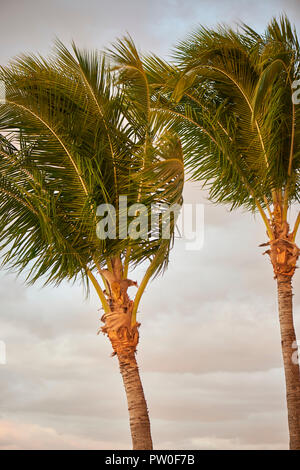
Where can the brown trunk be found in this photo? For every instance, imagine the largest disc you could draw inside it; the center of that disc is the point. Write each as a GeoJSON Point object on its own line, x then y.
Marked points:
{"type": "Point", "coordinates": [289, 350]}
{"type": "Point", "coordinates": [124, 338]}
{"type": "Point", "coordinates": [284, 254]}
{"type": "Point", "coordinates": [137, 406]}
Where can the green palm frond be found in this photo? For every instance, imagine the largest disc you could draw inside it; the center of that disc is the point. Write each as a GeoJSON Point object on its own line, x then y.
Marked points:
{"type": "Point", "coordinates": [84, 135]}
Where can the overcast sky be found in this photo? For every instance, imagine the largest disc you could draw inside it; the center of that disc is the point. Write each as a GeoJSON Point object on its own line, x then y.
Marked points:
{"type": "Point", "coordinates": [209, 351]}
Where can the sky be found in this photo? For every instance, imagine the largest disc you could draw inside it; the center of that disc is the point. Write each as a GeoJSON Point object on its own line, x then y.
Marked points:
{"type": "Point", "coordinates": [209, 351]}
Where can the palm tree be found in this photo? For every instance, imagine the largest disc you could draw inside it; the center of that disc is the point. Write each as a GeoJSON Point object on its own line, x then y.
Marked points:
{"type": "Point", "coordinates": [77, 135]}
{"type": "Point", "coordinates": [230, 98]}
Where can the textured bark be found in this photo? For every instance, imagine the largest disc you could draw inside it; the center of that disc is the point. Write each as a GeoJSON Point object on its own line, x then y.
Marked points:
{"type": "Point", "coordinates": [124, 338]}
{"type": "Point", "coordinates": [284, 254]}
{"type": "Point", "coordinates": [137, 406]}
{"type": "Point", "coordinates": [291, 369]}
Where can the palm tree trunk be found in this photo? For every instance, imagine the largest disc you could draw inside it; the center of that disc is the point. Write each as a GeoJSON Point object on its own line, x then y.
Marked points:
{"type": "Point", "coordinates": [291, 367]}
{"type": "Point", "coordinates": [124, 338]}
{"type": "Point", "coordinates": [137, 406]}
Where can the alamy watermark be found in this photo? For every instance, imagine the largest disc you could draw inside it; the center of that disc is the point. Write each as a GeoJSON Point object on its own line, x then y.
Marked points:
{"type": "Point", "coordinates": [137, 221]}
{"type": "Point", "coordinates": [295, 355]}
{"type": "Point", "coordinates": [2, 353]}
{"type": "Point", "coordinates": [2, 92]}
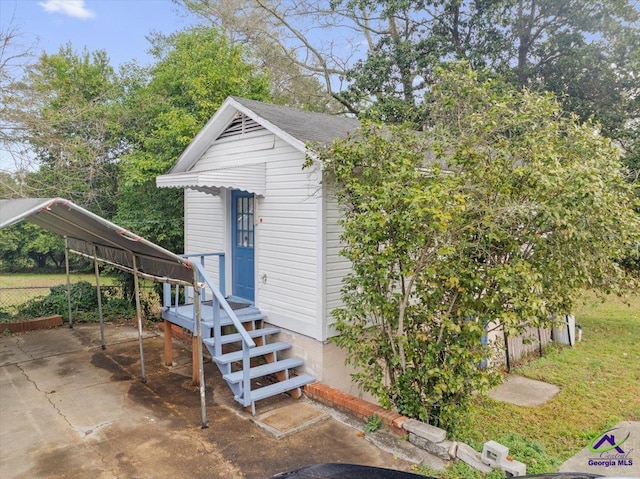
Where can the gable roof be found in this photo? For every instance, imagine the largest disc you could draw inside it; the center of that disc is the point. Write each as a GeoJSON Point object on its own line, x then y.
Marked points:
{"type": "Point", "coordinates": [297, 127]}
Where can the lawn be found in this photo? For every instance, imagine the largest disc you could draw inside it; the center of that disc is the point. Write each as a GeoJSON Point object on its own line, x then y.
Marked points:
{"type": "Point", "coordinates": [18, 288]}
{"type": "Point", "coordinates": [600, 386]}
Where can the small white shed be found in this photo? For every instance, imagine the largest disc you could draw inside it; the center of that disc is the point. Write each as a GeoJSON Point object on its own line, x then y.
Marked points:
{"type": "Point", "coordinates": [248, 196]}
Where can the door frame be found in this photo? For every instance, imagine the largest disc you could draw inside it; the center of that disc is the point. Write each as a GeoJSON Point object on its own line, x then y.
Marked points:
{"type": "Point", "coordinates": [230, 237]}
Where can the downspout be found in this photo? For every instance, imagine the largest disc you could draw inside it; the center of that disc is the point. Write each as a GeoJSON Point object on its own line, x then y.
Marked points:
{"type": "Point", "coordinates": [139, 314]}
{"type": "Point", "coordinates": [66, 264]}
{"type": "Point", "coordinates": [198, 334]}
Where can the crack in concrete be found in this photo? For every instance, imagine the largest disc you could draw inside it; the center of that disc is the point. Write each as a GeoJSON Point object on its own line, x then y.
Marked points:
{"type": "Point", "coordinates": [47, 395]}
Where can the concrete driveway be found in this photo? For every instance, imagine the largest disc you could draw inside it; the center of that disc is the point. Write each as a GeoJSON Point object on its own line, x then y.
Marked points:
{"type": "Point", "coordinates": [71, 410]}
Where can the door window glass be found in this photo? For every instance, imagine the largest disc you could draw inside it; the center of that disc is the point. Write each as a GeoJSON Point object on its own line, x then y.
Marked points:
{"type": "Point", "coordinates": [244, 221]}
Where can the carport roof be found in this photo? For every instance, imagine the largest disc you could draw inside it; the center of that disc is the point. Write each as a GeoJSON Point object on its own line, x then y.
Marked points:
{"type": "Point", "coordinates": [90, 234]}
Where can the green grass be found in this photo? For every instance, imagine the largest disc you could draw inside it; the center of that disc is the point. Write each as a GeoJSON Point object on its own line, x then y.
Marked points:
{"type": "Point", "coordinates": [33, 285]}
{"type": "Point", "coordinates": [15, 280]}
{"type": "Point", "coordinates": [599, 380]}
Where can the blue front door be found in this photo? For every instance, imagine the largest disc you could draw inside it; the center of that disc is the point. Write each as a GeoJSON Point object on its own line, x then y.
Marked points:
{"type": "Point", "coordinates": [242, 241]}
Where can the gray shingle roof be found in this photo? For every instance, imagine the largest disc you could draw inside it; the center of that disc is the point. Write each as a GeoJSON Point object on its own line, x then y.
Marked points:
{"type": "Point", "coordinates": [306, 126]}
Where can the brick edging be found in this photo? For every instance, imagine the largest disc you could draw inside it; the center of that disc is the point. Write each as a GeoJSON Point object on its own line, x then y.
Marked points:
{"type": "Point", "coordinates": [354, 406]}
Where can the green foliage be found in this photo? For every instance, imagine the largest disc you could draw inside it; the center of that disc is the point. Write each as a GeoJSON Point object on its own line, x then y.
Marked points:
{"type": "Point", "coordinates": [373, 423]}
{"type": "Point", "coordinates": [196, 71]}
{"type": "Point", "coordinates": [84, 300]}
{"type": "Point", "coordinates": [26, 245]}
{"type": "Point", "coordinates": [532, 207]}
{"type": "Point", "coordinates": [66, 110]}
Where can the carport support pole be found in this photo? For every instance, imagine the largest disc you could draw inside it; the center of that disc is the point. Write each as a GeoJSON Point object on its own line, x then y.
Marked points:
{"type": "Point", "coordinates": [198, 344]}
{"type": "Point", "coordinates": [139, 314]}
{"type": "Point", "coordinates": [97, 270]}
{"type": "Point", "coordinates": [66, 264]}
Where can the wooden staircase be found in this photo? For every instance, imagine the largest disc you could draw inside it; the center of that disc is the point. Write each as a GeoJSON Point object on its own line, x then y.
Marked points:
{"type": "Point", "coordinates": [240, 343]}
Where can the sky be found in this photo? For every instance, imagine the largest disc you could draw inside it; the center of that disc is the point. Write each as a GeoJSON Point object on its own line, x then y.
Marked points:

..........

(Work instruction):
If an entry contains an image, print the rest of that entry exactly and leave the image out.

(Result below):
Where can the brown trunk be found in this photo? For every instance, imagine the largest disc you could draw inside it; the center of that disc is the point. Write each as a GeoJSON Point object on its own line, x then y.
Marked points:
{"type": "Point", "coordinates": [289, 350]}
{"type": "Point", "coordinates": [124, 338]}
{"type": "Point", "coordinates": [284, 254]}
{"type": "Point", "coordinates": [137, 406]}
Where can the green palm frond be found in this photo? For every instance, imagine the largest disc you could draw inside it; the center of that disc is the point. Write each as a GeoJSON Point object on its own line, x then y.
Marked points:
{"type": "Point", "coordinates": [84, 135]}
Where can the overcast sky be found in this photo? For every instance, imagine the largest disc you could draw inside it; the center of that disc is the point. Write each as a GeoJSON Point object on its own line, x then y.
Marked points:
{"type": "Point", "coordinates": [209, 351]}
Where can the sky be found in this photo? For every instance, imagine the largest disc you could draw inside it; the center of that disc is the point. Write each as a GeoJSON Point object on its own line, x then y.
Marked points:
{"type": "Point", "coordinates": [209, 351]}
Where can the palm tree be found in this photo? For every instance, imagine the largest disc you could draw inside it; the center of that disc is the point. Write each as a GeoJSON Point object on its own line, x then y.
Marked points:
{"type": "Point", "coordinates": [77, 135]}
{"type": "Point", "coordinates": [230, 98]}
Where can the textured bark be found in this photo? For every instance, imagine the largest disc you could draw inside it; the center of that disc is the point. Write each as a GeoJSON Point object on its own line, x then y.
Marked points:
{"type": "Point", "coordinates": [124, 338]}
{"type": "Point", "coordinates": [284, 254]}
{"type": "Point", "coordinates": [137, 406]}
{"type": "Point", "coordinates": [291, 369]}
Where can the palm tree trunk be found in this photo? For every instance, imagine the largest disc you could draw inside it; the center of that disc is the point. Write each as a GeoJSON Point object on its own line, x then y.
Marked points:
{"type": "Point", "coordinates": [291, 367]}
{"type": "Point", "coordinates": [124, 338]}
{"type": "Point", "coordinates": [137, 406]}
Where can the alamy watermark be found in this photo? For every instance, imagine the largest disc you could draw inside it; the center of that disc is the point. Write each as a GeoJSON Point object on its own line, x then y.
Marked points:
{"type": "Point", "coordinates": [137, 221]}
{"type": "Point", "coordinates": [295, 355]}
{"type": "Point", "coordinates": [2, 353]}
{"type": "Point", "coordinates": [2, 92]}
Where can the gable roof be found in this photo? For every instance, imagine the largest disc you could draw inside it; the center of that disc is the point. Write each as a GeoJSON Point object on its own line, x then y.
Marked points:
{"type": "Point", "coordinates": [297, 127]}
Where can the lawn be found in this photo? For every instance, imagine the largest disc you could draw inside it; the center of that disc is the point. Write each as a GeoJSON Point object on its own line, x then y.
Marked points:
{"type": "Point", "coordinates": [18, 288]}
{"type": "Point", "coordinates": [600, 386]}
Where can the small white shed be found in this photo? For every instance, imagine the largest disc you could draw inside it; the center of that disc is the point. Write each as a GeoJSON Point object on its own line, x then y.
Marked points:
{"type": "Point", "coordinates": [248, 196]}
Where can the door frame be found in this photo? For every instance, imagine the largest disc you could draw inside it; the center of that disc is the point. Write each as a GeoJSON Point object on its own line, x then y.
Marked points:
{"type": "Point", "coordinates": [230, 237]}
Where can the downspout be found in this photo? For every instance, imagine the largest disc you could draw inside it; the center of that disc is the point. Write each as a GeoJSON Point object on its own line, x then y.
Marked points:
{"type": "Point", "coordinates": [139, 314]}
{"type": "Point", "coordinates": [66, 264]}
{"type": "Point", "coordinates": [198, 334]}
Where can the crack in concrete be found in this photo? For every instance, imagine the largest disc you could draw inside it; the center of that disc is the point. Write each as a GeoJSON Point object on its own line, x then y.
Marked points:
{"type": "Point", "coordinates": [47, 395]}
Where can the concrete driveway be found in this photo? For every instance, imagine the largest disc you could draw inside it; the center of that disc is the point. Write each as a GeoJSON Point object on its own line, x then y.
Marked points:
{"type": "Point", "coordinates": [71, 410]}
Where can the door window glass be found in this photo? For every instance, imagine the largest disc you could draw inside it; the center of that disc is the point. Write each as a GeoJSON Point object on its own line, x then y.
Marked points:
{"type": "Point", "coordinates": [244, 221]}
Where can the carport roof be found in this photo? For every instance, imagine the largest disc you could draw inside it; the center of that disc is the point. Write each as a GeoJSON Point object on its own line, x then y.
Marked points:
{"type": "Point", "coordinates": [90, 234]}
Where can the green grass be found in this photo? For every instance, imagine the largest disc you could draw inside it; the center of that disc is the point. Write each as a GeoJSON Point object on its own line, x then y.
Marked points:
{"type": "Point", "coordinates": [33, 285]}
{"type": "Point", "coordinates": [15, 280]}
{"type": "Point", "coordinates": [599, 380]}
Where can the blue front door be found in this photo? For every instance, imagine the largest disc you could draw inside it; the center of that disc is the point. Write each as a GeoJSON Point object on its own line, x then y.
Marked points:
{"type": "Point", "coordinates": [242, 241]}
Where can the gray shingle roof be found in this photo? For every instance, imagine the largest disc you could draw inside it; the center of that disc is the point. Write each as a GeoJSON Point object on its own line, x then y.
Marked points:
{"type": "Point", "coordinates": [306, 126]}
Where can the brick edging be found in this photo? For every instance, imagine the largest disc you could draw inside it; the center of that disc is the point. Write each as a GeoJSON Point object on its own line, x then y.
Marked points:
{"type": "Point", "coordinates": [354, 406]}
Where can the green foliage be found in this photo? For every instance, imagine the largest disc you could draw inside it; the center of that disc is the point. Write each as a GeoJSON Point object on its own line, x then y.
Marked points:
{"type": "Point", "coordinates": [373, 423]}
{"type": "Point", "coordinates": [196, 71]}
{"type": "Point", "coordinates": [84, 300]}
{"type": "Point", "coordinates": [26, 245]}
{"type": "Point", "coordinates": [532, 207]}
{"type": "Point", "coordinates": [66, 110]}
Where can the carport support pole be found in this photo? For every instance, imagine the largest disc you could draw inside it; the center of that disc is the point. Write each as a GeoJSON Point object on its own line, x then y.
Marked points:
{"type": "Point", "coordinates": [198, 344]}
{"type": "Point", "coordinates": [139, 314]}
{"type": "Point", "coordinates": [97, 270]}
{"type": "Point", "coordinates": [66, 264]}
Where can the wooden staircase be found in this photo? For every instance, imagine the largest disc you could draw inside it; the center of that disc is the point. Write each as a GeoJSON Point object on its own line, x then y.
Marked points:
{"type": "Point", "coordinates": [240, 343]}
Where can the sky be found in this photo? For every instance, imagine the largest disc you could draw inside it; the center of that disc is the point. Write each as a GeoJSON Point object on its own line, x then y.
Marked points:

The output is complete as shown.